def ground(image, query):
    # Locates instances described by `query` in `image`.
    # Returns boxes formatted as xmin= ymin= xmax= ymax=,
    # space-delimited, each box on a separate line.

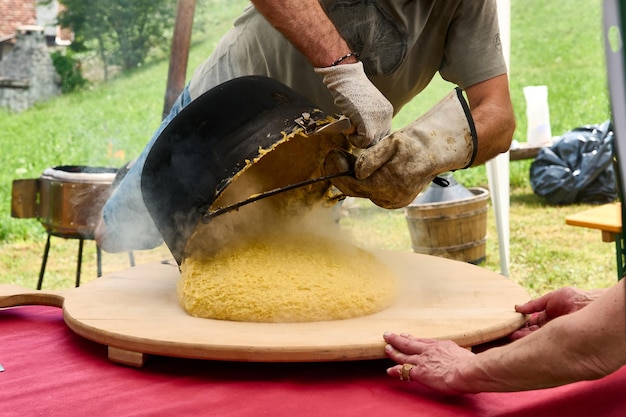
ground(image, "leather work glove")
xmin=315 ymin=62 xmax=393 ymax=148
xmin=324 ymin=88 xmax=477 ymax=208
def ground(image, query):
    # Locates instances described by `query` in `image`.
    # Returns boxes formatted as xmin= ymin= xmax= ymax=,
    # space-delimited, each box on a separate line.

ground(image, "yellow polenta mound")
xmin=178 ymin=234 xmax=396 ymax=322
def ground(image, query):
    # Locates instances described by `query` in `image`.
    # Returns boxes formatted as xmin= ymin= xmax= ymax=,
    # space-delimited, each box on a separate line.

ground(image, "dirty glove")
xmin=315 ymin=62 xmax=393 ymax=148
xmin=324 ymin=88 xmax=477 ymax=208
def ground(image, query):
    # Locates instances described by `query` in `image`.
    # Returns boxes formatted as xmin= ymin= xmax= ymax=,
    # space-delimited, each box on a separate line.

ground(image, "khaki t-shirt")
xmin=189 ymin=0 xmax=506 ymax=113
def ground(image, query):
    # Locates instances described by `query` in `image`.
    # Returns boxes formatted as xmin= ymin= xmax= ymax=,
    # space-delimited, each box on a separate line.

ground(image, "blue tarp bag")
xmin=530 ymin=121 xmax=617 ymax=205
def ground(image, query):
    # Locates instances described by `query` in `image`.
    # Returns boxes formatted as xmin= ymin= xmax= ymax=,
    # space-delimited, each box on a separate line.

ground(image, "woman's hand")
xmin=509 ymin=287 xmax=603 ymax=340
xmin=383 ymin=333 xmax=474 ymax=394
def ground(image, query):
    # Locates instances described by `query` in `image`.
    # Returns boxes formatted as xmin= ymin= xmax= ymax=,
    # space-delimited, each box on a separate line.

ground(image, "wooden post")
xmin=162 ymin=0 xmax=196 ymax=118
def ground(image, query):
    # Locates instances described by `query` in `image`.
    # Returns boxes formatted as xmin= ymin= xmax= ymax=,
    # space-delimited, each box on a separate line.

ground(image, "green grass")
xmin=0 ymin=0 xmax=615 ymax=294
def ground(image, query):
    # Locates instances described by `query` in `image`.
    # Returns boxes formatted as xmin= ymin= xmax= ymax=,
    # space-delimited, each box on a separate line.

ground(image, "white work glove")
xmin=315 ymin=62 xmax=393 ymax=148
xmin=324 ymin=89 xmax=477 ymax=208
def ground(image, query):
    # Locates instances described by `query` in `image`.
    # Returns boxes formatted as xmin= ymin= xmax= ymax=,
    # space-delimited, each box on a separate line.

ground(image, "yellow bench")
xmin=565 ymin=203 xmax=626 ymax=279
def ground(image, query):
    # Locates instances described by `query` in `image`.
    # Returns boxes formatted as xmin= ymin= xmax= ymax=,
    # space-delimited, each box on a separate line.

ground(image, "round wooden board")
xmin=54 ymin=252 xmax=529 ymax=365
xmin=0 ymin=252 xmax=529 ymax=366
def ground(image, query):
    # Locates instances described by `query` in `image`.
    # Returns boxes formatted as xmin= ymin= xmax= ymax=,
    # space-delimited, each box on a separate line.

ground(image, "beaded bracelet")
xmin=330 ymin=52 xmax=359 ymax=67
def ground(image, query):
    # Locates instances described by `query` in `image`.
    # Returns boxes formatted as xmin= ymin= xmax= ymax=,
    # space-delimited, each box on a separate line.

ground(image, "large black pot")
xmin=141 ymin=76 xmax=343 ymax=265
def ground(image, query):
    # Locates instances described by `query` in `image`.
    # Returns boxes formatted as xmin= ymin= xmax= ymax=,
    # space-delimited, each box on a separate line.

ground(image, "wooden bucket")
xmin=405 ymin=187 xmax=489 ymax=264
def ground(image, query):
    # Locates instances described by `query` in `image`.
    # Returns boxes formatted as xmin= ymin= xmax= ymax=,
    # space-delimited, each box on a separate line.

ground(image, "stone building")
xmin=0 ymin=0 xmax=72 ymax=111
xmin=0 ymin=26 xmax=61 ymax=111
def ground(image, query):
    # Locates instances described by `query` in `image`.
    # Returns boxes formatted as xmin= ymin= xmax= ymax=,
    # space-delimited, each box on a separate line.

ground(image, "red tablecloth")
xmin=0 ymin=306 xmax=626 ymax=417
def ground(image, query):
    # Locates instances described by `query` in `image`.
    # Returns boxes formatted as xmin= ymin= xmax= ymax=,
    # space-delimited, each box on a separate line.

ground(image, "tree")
━━━━━━━━━━
Requirement: Render every line of the listing above as a Markdown table with the columns Index and Line, numbering the rows and omitting blank lines. Leave the pictures out of the table.

Response to the task:
| Index | Line |
|---|---|
| 1 | def ground(image, query): |
| 2 |     # Locates instances described by `query` in `image`. |
| 3 |     # Returns boxes formatted as xmin= ymin= xmax= ymax=, |
| 4 |     # space-delimited, each box on a separate line. |
| 5 | ground(image, "leather work glove") |
| 6 | xmin=315 ymin=62 xmax=393 ymax=148 |
| 7 | xmin=324 ymin=88 xmax=477 ymax=208 |
| 8 | def ground(image, query): |
| 9 |     # Locates instances described by `query` in `image`. |
| 10 |     # Returns boxes formatted as xmin= ymin= xmax= ymax=, |
| 11 |     # space-delimited, each box on a separate line. |
| 12 | ground(image, "yellow polenta mound") |
| 13 | xmin=178 ymin=234 xmax=396 ymax=322 |
| 14 | def ground(image, query): |
| 15 |     # Locates instances described by `query` in `image`. |
| 16 |     # Returns boxes formatted as xmin= ymin= xmax= ymax=, |
| 17 |     # space-delimited, each box on a separate line. |
| 18 | ground(image, "dirty glove") |
| 19 | xmin=315 ymin=62 xmax=393 ymax=148 |
| 20 | xmin=324 ymin=88 xmax=477 ymax=208 |
| 21 | def ground(image, query): |
| 22 |     # Locates instances described by `query` in `image`. |
| 23 |     # Returns boxes formatted as xmin= ymin= xmax= ymax=, |
| 24 |     # space-delimited, each box on a separate line. |
| 25 | ground(image, "khaki t-shirt") |
| 26 | xmin=189 ymin=0 xmax=506 ymax=113 |
| 27 | def ground(image, query): |
| 28 |     # Locates instances described by `query` in `image`. |
| 29 |     # Returns boxes formatted as xmin= ymin= xmax= ymax=, |
| 30 |     # space-delimited, each box on a separate line. |
| 31 | ground(image, "blue tarp bag") |
| 32 | xmin=530 ymin=121 xmax=617 ymax=205 |
| 33 | def ground(image, query): |
| 34 |     # Locates instances described by `query` in `image`. |
| 35 |     # Returns boxes formatted as xmin= ymin= xmax= ymax=, |
| 36 |     # space-delimited, each box on a separate line. |
| 37 | ground(image, "woman's hand") |
| 38 | xmin=509 ymin=287 xmax=603 ymax=340 |
| 39 | xmin=383 ymin=333 xmax=474 ymax=394 |
| 40 | def ground(image, query): |
| 41 |     # Locates instances described by `query` in `image`. |
| 42 |     # Returns boxes formatted as xmin= ymin= xmax= ymax=, |
| 43 |     # space-delimited, each box on a separate line. |
| 44 | ground(image, "wooden post") |
| 45 | xmin=162 ymin=0 xmax=196 ymax=118 |
| 46 | def ground(image, query): |
| 47 |     # Locates instances described by `query` in `image`. |
| 48 |     # Returns boxes formatted as xmin= ymin= xmax= ymax=, |
| 49 |     # space-delimited, each box on a separate line. |
| 50 | ground(image, "green grass") |
| 51 | xmin=0 ymin=0 xmax=615 ymax=294 |
| 52 | def ground(image, query): |
| 53 |     # Locates instances described by `query` in `image`. |
| 54 |     # Returns boxes formatted as xmin= ymin= xmax= ymax=, |
| 55 |     # space-delimited, each box on a separate line. |
| 56 | ground(image, "white work glove") |
| 57 | xmin=315 ymin=62 xmax=393 ymax=148 |
| 58 | xmin=324 ymin=89 xmax=477 ymax=208 |
| 59 | def ground(image, query): |
| 60 |     # Locates instances described by `query` in `image`. |
| 61 |     # Returns boxes formatted as xmin= ymin= xmax= ymax=, |
| 62 |     # space-delimited, each box on a separate line. |
| 63 | ground(image, "yellow bench") |
| 64 | xmin=565 ymin=203 xmax=626 ymax=279 |
| 65 | def ground(image, query): |
| 66 |     # Locates instances described by `query` in `image`. |
| 67 |     # Returns boxes formatted as xmin= ymin= xmax= ymax=, |
| 68 |     # space-delimited, each box on a separate line. |
| 69 | ground(image, "round wooden board") |
| 70 | xmin=54 ymin=252 xmax=529 ymax=365 |
| 71 | xmin=0 ymin=252 xmax=529 ymax=366 |
| 72 | def ground(image, query): |
| 73 |     # Locates instances described by `query` in `image`. |
| 74 |     # Returns boxes formatted as xmin= ymin= xmax= ymax=, |
| 75 |     # space-delimited, each box on a separate line. |
| 76 | ground(image, "beaded bracelet") |
| 77 | xmin=330 ymin=52 xmax=359 ymax=67 |
| 78 | def ground(image, query): |
| 79 |     # Locates instances described by `query` in `image`. |
| 80 |     # Returns boxes formatted as xmin= ymin= xmax= ymax=, |
| 81 |     # space-delimited, each box on a separate line. |
| 82 | ground(image, "large black pot") |
| 83 | xmin=141 ymin=76 xmax=343 ymax=265 |
| 84 | def ground(image, query): |
| 85 |     # Locates instances described by `query` in `image`. |
| 86 |     # Returns boxes formatted as xmin= ymin= xmax= ymax=, |
| 87 |     # space-delimited, each box on a separate line. |
| 88 | ground(image, "wooden bucket") |
| 89 | xmin=405 ymin=187 xmax=489 ymax=264 |
| 90 | def ground(image, query): |
| 91 |     # Locates instances described by `query` in `image`. |
| 92 |     # Returns boxes formatted as xmin= ymin= xmax= ymax=, |
| 93 |     # space-delimited, each box on a separate line. |
| 94 | ground(image, "stone building") |
| 95 | xmin=0 ymin=0 xmax=72 ymax=111 |
| 96 | xmin=0 ymin=26 xmax=61 ymax=111 |
| 97 | def ground(image, query): |
| 98 |     # Locates instances described by `query` in `image`. |
| 99 |     # Returns boxes formatted as xmin= ymin= xmax= ymax=, |
| 100 |     # space-delimited, each box on a separate line. |
| 101 | ground(image, "red tablecloth") |
| 102 | xmin=0 ymin=306 xmax=626 ymax=417 |
| 103 | def ground(image, query): |
| 104 |     # Locates instances described by `query` in `image`. |
| 105 |     # Returns boxes formatted as xmin= ymin= xmax= ymax=, |
| 106 |     # space-delimited, each box on a separate line. |
| 107 | ground(image, "tree") |